- _Reading passage_

= = = =

[PATCH] kvm: pass the virtual SEI syndrome to guest OS

Thu Apr 6 19:52:10 PDT 2017

Hi Laszlo,
  thanks.

On 2017/4/7 2:55, Laszlo Ersek wrote:
> On 04/06/17 14:35, gengdongjiu wrote:
>> Dear, Laszlo
>>    Thanks for your detailed explanation.
>>
>> On 2017/3/29 19:58, Laszlo Ersek wrote:
>>> (This ought to be one of the longest address lists I've ever seen :)
>>> Thanks for the CC. I'm glad Shannon is already on the CC list. For good
>>> measure, I'm adding MST and Igor.)
>>>
>>> On 03/29/17 12:36, Achin Gupta wrote:
>>>> Hi gengdongjiu,
>>>>
>>>> On Wed, Mar 29, 2017 at 05:36:37PM +0800, gengdongjiu wrote:
>>>>>
>>>>> Hi Laszlo/Biesheuvel/Qemu developer,
>>>>>
>>>>>    Now I encounter a issue and want to consult with you in ARM64 platform， as described below:
>>>>>
>>>>> when guest OS happen synchronous or asynchronous abort, kvm needs
>>>>> to send the error address to Qemu or UEFI through sigbus to
>>>>> dynamically generate APEI table. from my investigation, there are
>>>>> two ways:
>>>>>
>>>>> (1) Qemu get the error address, and generate the APEI table, then
>>>>> notify UEFI to know this generation, then inject abort error to
>>>>> guest OS, guest OS read the APEI table.
>>>>> (2) Qemu get the error address, and let UEFI to generate the APEI
>>>>> table, then inject abort error to guest OS, guest OS read the APEI
>>>>> table.
>>>>
>>>> Just being pedantic! I don't think we are talking about creating the APEI table
>>>> dynamically here. The issue is: Once KVM has received an error that is destined
>>>> for a guest it will raise a SIGBUS to Qemu. Now before Qemu can inject the error
>>>> into the guest OS, a CPER (Common Platform Error Record) has to be generated
>>>> corresponding to the error source (GHES corresponding to memory subsystem,
>>>> processor etc) to allow the guest OS to do anything meaningful with the
>>>> error. So who should create the CPER is the question.
>>>>
>>>> At the EL3/EL2 interface (Secure Firmware and OS/Hypervisor), an error arrives
>>>> at EL3 and secure firmware (at EL3 or a lower secure exception level) is
>>>> responsible for creating the CPER. ARM is experimenting with using a Standalone
>>>> MM EDK2 image in the secure world to do the CPER creation. This will avoid
>>>> adding the same code in ARM TF in EL3 (better for security). The error will then
>>>> be injected into the OS/Hypervisor (through SEA/SEI/SDEI) through ARM Trusted
>>>> Firmware.
>>>>
>>>> Qemu is essentially fulfilling the role of secure firmware at the EL2/EL1
>>>> interface (as discussed with Christoffer below). So it should generate the CPER
>>>> before injecting the error.

= = = =

- _Stored data_
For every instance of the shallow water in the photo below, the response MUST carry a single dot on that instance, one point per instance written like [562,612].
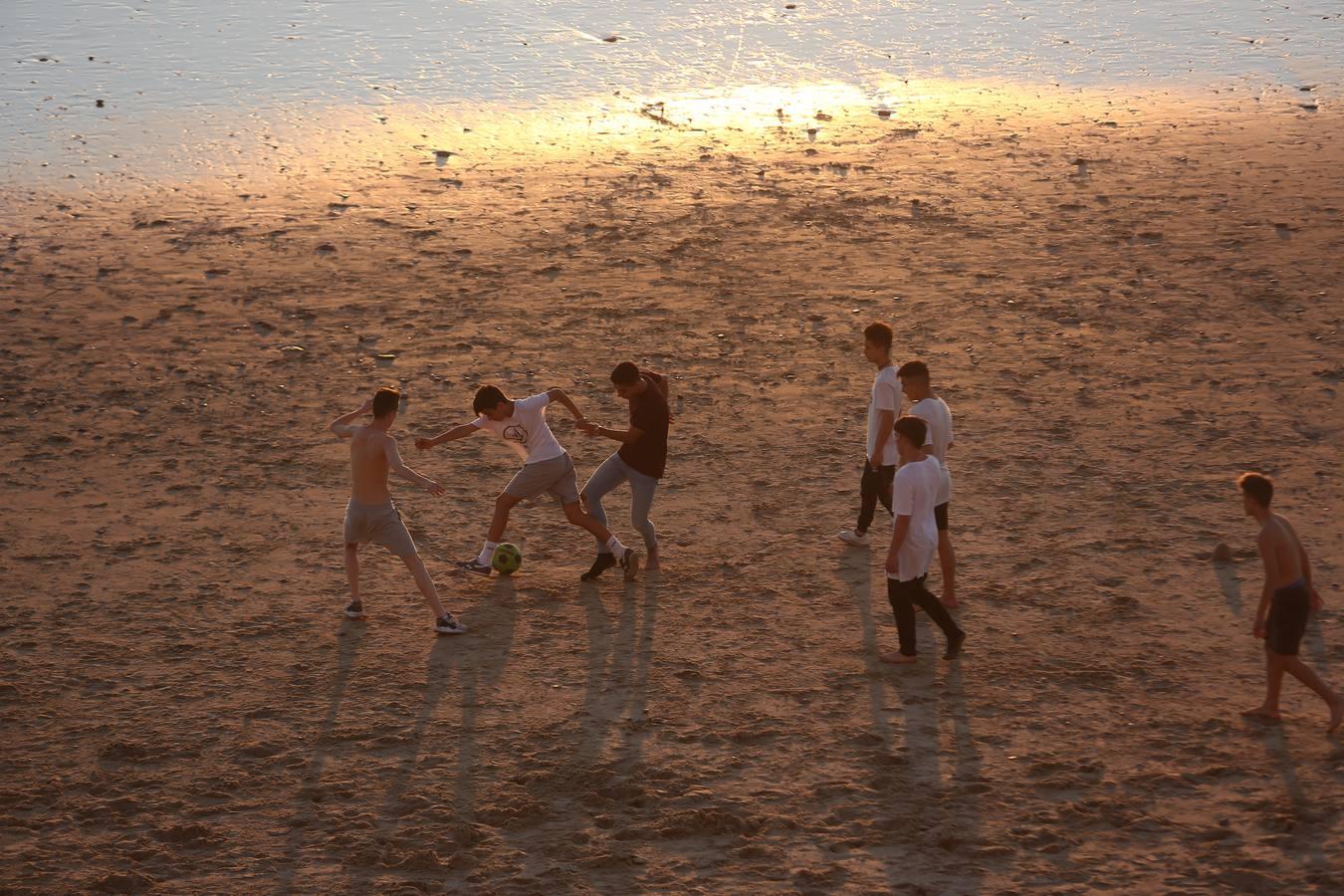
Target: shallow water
[183,87]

= = = =

- _Prompt 1_
Answer these questions from the KVM error-injection thread.
(a) What does KVM raise to Qemu once it has received an error destined for a guest?
(b) What is ARM experimenting with using in the secure world to create the CPER?
(c) Which two people are added to the CC list?
- _Prompt 2_
Carry on the KVM error-injection thread from its final line, keeping its quoted reply format.

- _Task answer 1_
(a) A SIGBUS.
(b) A Standalone MM EDK2 image.
(c) MST and Igor.

- _Task answer 2_
>>>>
>>>> This is corresponds to (1) above apart from notifying UEFI (I am assuming you
>>>> mean guest UEFI). At this time, the guest OS already knows where to pick up the
>>>> CPER from through the HEST. Qemu has to create the CPER and populate its address
>>>> at the address exported in the HEST. Guest UEFI should not be involved in this
>>>> flow. Its job was to create the HEST at boot and that has been done by this
>>>> stage.
>>>>
>>>> Qemu folk will be able to add but it looks like support for CPER generation will
>>>> need to be added to Qemu. We need to resolve this.
>>>>
>>>> Do shout if I am missing anything above.
>>>
>>> After reading this email, the use case looks *very* similar to what
>>> we've just done with VMGENID for QEMU 2.9.
>>>
>>> We have a facility between QEMU and the guest firmware, called "ACPI
>>> linker/loader", with which QEMU instructs the firmware to
>>>
>>> - allocate and download blobs into guest RAM (AcpiNVS type memory) --
>>> ALLOCATE command,
>>>
>>> - relocate pointers in those blobs, to fields in other (or the same)
>>> blobs -- ADD_POINTER command,
>>>
>>> - set ACPI table checksums -- ADD_CHECKSUM command,
>>>
>>> - and send GPAs of fields within such blobs back to QEMU --
>>> WRITE_POINTER command.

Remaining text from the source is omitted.